Supplied material:
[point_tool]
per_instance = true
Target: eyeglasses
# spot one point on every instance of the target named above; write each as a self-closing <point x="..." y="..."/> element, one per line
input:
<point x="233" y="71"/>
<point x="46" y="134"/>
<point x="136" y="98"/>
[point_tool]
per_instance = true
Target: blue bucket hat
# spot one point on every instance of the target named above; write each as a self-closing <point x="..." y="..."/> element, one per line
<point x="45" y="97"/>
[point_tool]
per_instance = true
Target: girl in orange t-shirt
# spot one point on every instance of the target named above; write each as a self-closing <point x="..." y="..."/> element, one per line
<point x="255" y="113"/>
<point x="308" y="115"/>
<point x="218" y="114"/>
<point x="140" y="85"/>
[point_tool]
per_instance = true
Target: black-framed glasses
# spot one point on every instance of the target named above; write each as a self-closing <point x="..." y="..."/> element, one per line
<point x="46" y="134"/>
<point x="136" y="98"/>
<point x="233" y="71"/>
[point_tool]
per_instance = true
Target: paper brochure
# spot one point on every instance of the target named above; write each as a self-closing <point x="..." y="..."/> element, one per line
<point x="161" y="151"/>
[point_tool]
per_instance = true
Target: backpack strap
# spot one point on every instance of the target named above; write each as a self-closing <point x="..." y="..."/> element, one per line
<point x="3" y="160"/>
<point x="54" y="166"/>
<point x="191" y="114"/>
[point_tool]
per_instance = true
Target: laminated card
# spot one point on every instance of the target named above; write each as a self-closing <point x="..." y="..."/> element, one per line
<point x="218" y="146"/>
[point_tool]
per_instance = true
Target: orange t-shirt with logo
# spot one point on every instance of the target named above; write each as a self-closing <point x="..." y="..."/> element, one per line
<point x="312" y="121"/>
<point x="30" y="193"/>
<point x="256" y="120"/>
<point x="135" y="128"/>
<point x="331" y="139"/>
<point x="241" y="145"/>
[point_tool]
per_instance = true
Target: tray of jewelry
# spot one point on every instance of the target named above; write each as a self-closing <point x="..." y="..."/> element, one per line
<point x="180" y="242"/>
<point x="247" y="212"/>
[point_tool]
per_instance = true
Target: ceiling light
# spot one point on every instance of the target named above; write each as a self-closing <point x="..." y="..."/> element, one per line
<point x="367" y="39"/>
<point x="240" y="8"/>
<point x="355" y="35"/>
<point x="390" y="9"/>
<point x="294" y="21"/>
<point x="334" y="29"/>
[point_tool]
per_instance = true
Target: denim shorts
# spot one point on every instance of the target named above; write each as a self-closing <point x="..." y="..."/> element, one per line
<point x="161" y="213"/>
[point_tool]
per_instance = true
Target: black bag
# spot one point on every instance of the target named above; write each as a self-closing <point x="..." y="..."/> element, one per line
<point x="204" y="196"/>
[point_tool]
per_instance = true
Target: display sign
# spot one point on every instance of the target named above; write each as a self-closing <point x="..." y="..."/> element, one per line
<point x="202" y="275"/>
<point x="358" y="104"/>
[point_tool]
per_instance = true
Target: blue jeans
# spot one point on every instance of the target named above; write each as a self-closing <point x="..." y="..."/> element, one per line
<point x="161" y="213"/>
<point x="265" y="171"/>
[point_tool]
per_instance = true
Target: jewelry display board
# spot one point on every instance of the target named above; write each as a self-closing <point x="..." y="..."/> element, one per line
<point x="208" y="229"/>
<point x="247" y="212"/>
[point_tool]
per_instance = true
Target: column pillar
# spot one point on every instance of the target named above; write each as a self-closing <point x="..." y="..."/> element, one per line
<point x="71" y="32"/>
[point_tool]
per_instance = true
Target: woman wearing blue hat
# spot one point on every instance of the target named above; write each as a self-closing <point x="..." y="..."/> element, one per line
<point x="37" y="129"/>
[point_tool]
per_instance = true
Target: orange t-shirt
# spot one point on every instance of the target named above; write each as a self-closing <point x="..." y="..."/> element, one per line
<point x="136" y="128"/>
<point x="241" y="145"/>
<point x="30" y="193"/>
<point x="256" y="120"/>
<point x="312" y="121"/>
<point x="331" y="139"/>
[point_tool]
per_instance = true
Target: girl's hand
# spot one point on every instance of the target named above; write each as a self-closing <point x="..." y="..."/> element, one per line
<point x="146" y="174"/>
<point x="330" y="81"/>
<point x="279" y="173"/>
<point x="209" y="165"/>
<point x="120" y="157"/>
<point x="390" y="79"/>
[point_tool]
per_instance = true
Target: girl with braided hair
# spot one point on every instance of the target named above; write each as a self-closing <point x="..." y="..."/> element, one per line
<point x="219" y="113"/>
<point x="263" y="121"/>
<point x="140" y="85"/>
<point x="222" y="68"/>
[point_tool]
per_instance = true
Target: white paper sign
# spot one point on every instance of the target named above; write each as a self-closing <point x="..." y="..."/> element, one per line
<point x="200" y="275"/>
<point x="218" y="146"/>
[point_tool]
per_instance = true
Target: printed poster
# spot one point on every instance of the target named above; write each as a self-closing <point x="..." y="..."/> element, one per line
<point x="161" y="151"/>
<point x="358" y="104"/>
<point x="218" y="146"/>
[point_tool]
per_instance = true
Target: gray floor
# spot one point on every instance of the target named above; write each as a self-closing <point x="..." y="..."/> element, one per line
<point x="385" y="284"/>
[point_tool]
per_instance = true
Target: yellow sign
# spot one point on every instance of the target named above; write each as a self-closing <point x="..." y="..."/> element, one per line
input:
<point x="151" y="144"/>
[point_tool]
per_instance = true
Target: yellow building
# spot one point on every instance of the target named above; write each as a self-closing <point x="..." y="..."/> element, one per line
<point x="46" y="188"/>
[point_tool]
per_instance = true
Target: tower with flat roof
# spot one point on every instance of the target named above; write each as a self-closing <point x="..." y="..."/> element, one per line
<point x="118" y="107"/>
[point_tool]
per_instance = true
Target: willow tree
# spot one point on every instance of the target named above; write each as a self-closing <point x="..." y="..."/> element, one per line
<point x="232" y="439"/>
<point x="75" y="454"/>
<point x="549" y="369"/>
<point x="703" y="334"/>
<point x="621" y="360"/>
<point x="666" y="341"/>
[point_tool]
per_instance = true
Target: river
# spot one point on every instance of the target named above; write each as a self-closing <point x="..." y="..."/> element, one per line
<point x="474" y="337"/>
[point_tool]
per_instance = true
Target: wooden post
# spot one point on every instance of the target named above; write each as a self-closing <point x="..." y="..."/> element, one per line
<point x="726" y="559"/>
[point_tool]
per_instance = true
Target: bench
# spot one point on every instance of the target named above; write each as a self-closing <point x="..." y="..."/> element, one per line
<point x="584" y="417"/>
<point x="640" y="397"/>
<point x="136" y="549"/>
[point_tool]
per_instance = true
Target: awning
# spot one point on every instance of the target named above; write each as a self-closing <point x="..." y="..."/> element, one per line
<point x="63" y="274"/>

What is being asked:
Return all the data exactly as given.

Answer to this problem:
[point_tool]
per_instance = true
Target: eyeglasses
# spot one point on every instance of the target named above; write each as a self-closing <point x="..." y="..."/> element, one per line
input:
<point x="233" y="71"/>
<point x="46" y="134"/>
<point x="136" y="98"/>
[point_tool]
per_instance = true
Target: blue bucket hat
# spot one point on every instance of the target named above; write each as a self-closing <point x="..." y="..."/> element, one per line
<point x="45" y="97"/>
[point_tool]
per_instance = true
Target: girl in orange t-shirt
# spot one point on every instance of the target named above; write each as a self-closing <point x="..." y="..."/> element, one per line
<point x="255" y="113"/>
<point x="308" y="115"/>
<point x="218" y="114"/>
<point x="140" y="85"/>
[point_tool]
per_instance = true
Target: black-framed glasses
# spot one point on every instance of the target named above; write each as a self-closing <point x="..." y="..."/> element, one per line
<point x="46" y="134"/>
<point x="136" y="98"/>
<point x="233" y="71"/>
[point_tool]
per_instance = true
Target: paper brochure
# spot one point on every instance of the target named above; write each as a self-closing <point x="..." y="..."/> element, one per line
<point x="161" y="151"/>
[point_tool]
per_instance = true
Target: backpack strap
# spot one point on every instance of the target named above; write each as a self-closing <point x="..." y="..."/> element, one per line
<point x="3" y="160"/>
<point x="54" y="166"/>
<point x="191" y="114"/>
[point_tool]
per_instance = true
Target: laminated card
# spot one point on every instance of the target named above; write each as a self-closing <point x="..." y="..."/> element, one per line
<point x="218" y="146"/>
[point_tool]
per_instance = true
Target: orange t-shirt with logo
# spot one point on every instance of the target named above; write each as a self-closing <point x="..." y="..."/> element, one per line
<point x="312" y="121"/>
<point x="30" y="193"/>
<point x="256" y="120"/>
<point x="135" y="128"/>
<point x="331" y="139"/>
<point x="241" y="145"/>
[point_tool]
per_instance = true
Target: tray of jewelry
# spot one point on every instance of the target named above; write each as a self-closing <point x="..." y="..."/> element, one per line
<point x="180" y="242"/>
<point x="247" y="212"/>
[point_tool]
per_instance = true
Target: ceiling light
# spot one point on every instance of the target named above; write each as a self-closing <point x="..." y="..."/> element, one per line
<point x="367" y="39"/>
<point x="240" y="8"/>
<point x="355" y="35"/>
<point x="390" y="9"/>
<point x="294" y="21"/>
<point x="334" y="29"/>
[point_tool]
per_instance = true
Target: denim shorts
# spot one point on every instance of the target named above; write each as a self-closing <point x="..." y="..."/> element, one per line
<point x="161" y="213"/>
[point_tool]
per_instance = true
Target: black bag
# spot one point on every instance of the target named above; write each as a self-closing <point x="..." y="..."/> element, one per line
<point x="204" y="196"/>
[point_tool]
per_instance = true
Target: display sign
# spot one point on every instance of the target named above; write each as a self-closing <point x="..." y="..."/> element, one per line
<point x="202" y="275"/>
<point x="358" y="104"/>
[point_tool]
per_instance = true
Target: blue jeans
# spot one point on every instance of the target named above; write each as a self-closing <point x="..." y="..."/> element, one per line
<point x="161" y="213"/>
<point x="265" y="171"/>
[point_tool]
per_instance = true
Target: jewelry display board
# spot one point on every instance of the target named above; write each as a self-closing <point x="..." y="..."/> element, one per line
<point x="208" y="229"/>
<point x="247" y="212"/>
[point_tool]
per_instance = true
Target: column pillar
# spot one point on every instance of the target named above; write each as a self-closing <point x="..." y="..."/> element, one per line
<point x="71" y="32"/>
[point_tool]
per_instance = true
Target: woman wearing blue hat
# spot one point on every instance of the target named above; write each as a self-closing <point x="..." y="..."/> element, one per line
<point x="37" y="129"/>
[point_tool]
per_instance = true
Target: orange t-shirt
# spot one point on every instance of the target named above; write each as a self-closing <point x="..." y="..."/> element, one per line
<point x="136" y="128"/>
<point x="241" y="145"/>
<point x="30" y="193"/>
<point x="256" y="120"/>
<point x="312" y="121"/>
<point x="331" y="139"/>
[point_tool]
per_instance = true
Target: girl's hand
# spot one point on every instance of the target named above; write each as a self-closing <point x="..." y="..."/> element, one per line
<point x="146" y="174"/>
<point x="330" y="81"/>
<point x="279" y="173"/>
<point x="209" y="165"/>
<point x="120" y="157"/>
<point x="390" y="79"/>
[point_tool]
per_instance = true
Target: girl with braided hair
# spot one point on every instance of the target named above; write each as a self-closing <point x="..." y="..."/> element, one per line
<point x="219" y="113"/>
<point x="263" y="121"/>
<point x="140" y="85"/>
<point x="222" y="68"/>
[point_tool]
per_instance = true
Target: white paper sign
# spot one point on every instance of the target named above; write each as a self-closing <point x="..." y="..."/> element, one per line
<point x="200" y="275"/>
<point x="218" y="146"/>
[point_tool]
per_instance = true
Target: printed poster
# spot one point on every instance of the target named above; write each as a self-closing <point x="..." y="..."/> element, one per line
<point x="161" y="151"/>
<point x="358" y="104"/>
<point x="218" y="146"/>
[point_tool]
per_instance = true
Target: gray floor
# spot one point on every instance of the target named above; write each as a self-closing <point x="..." y="..."/> element, one per line
<point x="385" y="284"/>
[point_tool]
per_instance = true
Target: yellow sign
# spot one point on every instance of the target named above; write each as a self-closing <point x="..." y="..."/> element, one per line
input:
<point x="151" y="144"/>
[point_tool]
per_instance = true
Target: yellow building
# spot one point on every instance of the target named above; write each as a self-closing <point x="..." y="..."/> element, one per line
<point x="46" y="188"/>
[point_tool]
per_instance = true
Target: tower with flat roof
# spot one point on every instance of the target named above; write each as a self-closing <point x="..." y="..."/> element, one per line
<point x="118" y="107"/>
[point_tool]
per_instance = true
Target: willow tree
# spot one point on every instance of the target named above; write each as a self-closing <point x="..." y="..."/> element, one per line
<point x="232" y="439"/>
<point x="75" y="454"/>
<point x="549" y="369"/>
<point x="703" y="334"/>
<point x="621" y="360"/>
<point x="666" y="341"/>
[point_tool]
per_instance = true
Target: river
# spot one point on every instance of the target named above; write each as a self-closing <point x="..." y="..."/> element, one per line
<point x="474" y="337"/>
[point_tool]
per_instance = true
Target: wooden post
# spot one point on every instance of the target named above; write each as a self-closing <point x="..." y="..."/> element, one per line
<point x="726" y="559"/>
[point_tool]
per_instance = true
Target: bench
# spot one point on every instance of the target named above; write each as a self-closing <point x="..." y="..."/> element, one per line
<point x="584" y="417"/>
<point x="640" y="397"/>
<point x="136" y="549"/>
[point_tool]
per_instance = true
Target: awning
# spot one point on every instance of the target named above; write each as a self-closing <point x="..." y="..."/> element, one per line
<point x="63" y="274"/>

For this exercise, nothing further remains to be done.